SELECTED TEXT =>
________________________

Release v0.18.0 · dualeai/exec-sandbox

Higher concurrency, lower latency

Default overcommit ratios retuned from a 500-VM sweep on production hardware. At the optimal config (CPU=2×, MEM=8×), exec latency is 57ms p50 / 71ms p95 with 39 VMs/s throughput at just 7% host RAM. Beyond 2× CPU, latency degrades sharply with no throughput gain.

New make bench-optimizer lets you find the optimal ratios for your own hardware.

Reliable at high VM counts

VMs no longer crash with SIGABRT ("Resource temporarily unavailable") under burst startup — root causes were a per-UID process limit applied per-VM and low default fd/thread limits
Concurrent asset downloads no longer corrupt cached files — a cross-process file lock serializes the full download+decompress pipeline
QMP connection race during snapshot restore eliminated via socket activation (fd inheritance instead of filesystem polling)

________________________

WORK TO DO =>
(1) For the release notes, decide whether each statement below agrees with the text. Answer yes or no for each, and quote the exact words of the text that decide it.
(a) The optimal configuration uses a CPU overcommit ratio of 2× and a memory overcommit ratio of 8×.
(b) Raising the CPU ratio beyond 2× increases throughput.
(c) The QMP connection race during snapshot restore was eliminated by polling the filesystem.
(2) Please repeat a passage of the release notes word for word. Begin at the words "Default overcommit ratios" and stop after the words "no throughput gain.".

________________________

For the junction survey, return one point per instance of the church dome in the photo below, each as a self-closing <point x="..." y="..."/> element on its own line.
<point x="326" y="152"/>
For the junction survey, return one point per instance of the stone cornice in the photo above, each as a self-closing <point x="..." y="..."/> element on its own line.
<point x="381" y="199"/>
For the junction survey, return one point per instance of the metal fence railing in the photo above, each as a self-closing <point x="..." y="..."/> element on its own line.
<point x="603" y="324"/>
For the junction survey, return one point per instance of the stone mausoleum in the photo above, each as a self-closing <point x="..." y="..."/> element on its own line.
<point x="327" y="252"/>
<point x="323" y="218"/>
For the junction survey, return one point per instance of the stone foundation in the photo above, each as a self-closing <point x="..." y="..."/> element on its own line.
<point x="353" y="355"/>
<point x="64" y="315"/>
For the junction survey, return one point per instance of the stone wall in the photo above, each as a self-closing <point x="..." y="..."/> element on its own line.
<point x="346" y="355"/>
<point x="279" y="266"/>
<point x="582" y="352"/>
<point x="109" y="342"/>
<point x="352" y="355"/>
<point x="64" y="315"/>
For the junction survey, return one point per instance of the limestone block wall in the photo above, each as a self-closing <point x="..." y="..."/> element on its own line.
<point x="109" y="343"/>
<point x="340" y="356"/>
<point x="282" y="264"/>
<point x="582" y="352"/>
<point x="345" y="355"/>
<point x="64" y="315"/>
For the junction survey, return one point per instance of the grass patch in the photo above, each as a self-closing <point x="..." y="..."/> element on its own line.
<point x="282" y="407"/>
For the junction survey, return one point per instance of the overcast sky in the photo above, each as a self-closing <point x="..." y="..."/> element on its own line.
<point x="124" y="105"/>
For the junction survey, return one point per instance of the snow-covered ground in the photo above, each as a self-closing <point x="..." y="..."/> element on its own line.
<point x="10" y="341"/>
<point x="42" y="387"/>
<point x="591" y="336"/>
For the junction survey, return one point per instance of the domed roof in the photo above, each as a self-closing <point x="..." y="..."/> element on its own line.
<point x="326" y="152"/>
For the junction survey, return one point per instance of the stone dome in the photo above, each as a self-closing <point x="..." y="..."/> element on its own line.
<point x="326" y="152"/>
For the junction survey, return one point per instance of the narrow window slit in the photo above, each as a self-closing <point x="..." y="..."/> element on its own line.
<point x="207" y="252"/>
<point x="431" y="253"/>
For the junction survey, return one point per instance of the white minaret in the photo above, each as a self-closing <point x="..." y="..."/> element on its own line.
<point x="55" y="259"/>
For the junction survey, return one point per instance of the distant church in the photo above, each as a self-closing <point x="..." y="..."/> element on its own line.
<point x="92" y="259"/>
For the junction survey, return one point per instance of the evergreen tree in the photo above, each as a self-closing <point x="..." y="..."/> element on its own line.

________________________

ANSWERS TO THE PROBLEMS =>
(1)
(a) Yes: "At the optimal config (CPU=2×, MEM=8×)"
(b) No: "Beyond 2× CPU, latency degrades sharply with no throughput gain."
(c) No: "eliminated via socket activation (fd inheritance instead of filesystem polling)"

(2)
Default overcommit ratios retuned from a 500-VM sweep on production hardware. At the optimal config (CPU=2×, MEM=8×), exec latency is 57ms p50 / 71ms p95 with 39 VMs/s throughput at just 7% host RAM. Beyond 2× CPU, latency degrades sharply with no throughput gain.